EXERCISE DESCRIPTION: Each line from the one containing "point: parked car" through the end of the entries below should be transcribed exactly, and no other line.

........

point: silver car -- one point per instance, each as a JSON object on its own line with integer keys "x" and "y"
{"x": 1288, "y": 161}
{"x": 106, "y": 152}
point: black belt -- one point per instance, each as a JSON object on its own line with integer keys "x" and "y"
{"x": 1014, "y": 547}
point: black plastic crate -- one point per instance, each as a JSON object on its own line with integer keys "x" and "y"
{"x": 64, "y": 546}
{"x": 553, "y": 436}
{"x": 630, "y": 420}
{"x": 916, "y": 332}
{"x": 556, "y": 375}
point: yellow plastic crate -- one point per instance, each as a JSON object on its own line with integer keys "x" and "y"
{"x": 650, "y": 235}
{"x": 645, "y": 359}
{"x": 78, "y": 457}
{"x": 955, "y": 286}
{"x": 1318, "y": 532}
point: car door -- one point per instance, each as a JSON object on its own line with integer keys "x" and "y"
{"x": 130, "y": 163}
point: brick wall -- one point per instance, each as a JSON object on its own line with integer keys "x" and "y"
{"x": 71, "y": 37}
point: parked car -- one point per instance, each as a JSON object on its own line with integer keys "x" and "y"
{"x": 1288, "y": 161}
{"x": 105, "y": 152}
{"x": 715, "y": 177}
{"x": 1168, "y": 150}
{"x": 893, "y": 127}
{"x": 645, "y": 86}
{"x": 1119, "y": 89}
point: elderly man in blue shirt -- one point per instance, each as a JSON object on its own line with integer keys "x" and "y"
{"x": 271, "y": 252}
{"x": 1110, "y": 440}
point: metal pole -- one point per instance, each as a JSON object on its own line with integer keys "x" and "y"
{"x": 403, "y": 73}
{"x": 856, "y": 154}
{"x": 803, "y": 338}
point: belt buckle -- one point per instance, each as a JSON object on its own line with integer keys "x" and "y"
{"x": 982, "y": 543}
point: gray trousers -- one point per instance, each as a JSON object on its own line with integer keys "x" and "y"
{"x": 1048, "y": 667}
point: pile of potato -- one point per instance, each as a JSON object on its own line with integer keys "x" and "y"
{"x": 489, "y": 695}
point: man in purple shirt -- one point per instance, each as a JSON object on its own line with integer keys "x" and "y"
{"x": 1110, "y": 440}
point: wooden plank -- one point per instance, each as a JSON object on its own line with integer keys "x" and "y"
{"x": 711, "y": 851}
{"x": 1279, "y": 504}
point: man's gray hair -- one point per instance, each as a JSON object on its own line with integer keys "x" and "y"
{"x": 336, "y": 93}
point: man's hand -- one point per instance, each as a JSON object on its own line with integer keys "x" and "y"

........

RESULT OF THE EXERCISE:
point: parked car -- one point per instance, each as a JSON object on its own line with integer keys "x" and "y"
{"x": 1288, "y": 161}
{"x": 105, "y": 152}
{"x": 715, "y": 177}
{"x": 1168, "y": 150}
{"x": 893, "y": 127}
{"x": 645, "y": 86}
{"x": 1119, "y": 89}
point: elderly man in blue shirt -- one point per instance, each as a JSON object on its own line with integer keys "x" and "y"
{"x": 271, "y": 252}
{"x": 1110, "y": 440}
point: metal pole -- one point per instance, each as a JSON object on its own line with integer keys "x" and "y"
{"x": 403, "y": 73}
{"x": 856, "y": 154}
{"x": 803, "y": 338}
point: belt buckle -- one point per instance, each as a JSON object on its own line with integer keys "x" and "y"
{"x": 982, "y": 543}
point: gray trousers -- one point per instance, each as a JSON object on its own line with integer keys "x" and "y"
{"x": 1048, "y": 667}
point: pile of potato -- one point per instance, each as a JSON object on its own line with integer keys "x" and "y"
{"x": 489, "y": 695}
point: man in purple shirt -- one point per instance, each as a JSON object on its own line with integer keys "x" and "y"
{"x": 1110, "y": 440}
point: wooden plank -- one point per instance, each as a JSON object on its own line with integer keys "x" and "y"
{"x": 711, "y": 851}
{"x": 1279, "y": 504}
point: man's gray hair -- one point per instance, each as a JSON object on its own line with integer keys "x" and "y"
{"x": 336, "y": 93}
point: man's hand -- one point per instance, each as a JSON object on its own line with integer keys "x" and "y"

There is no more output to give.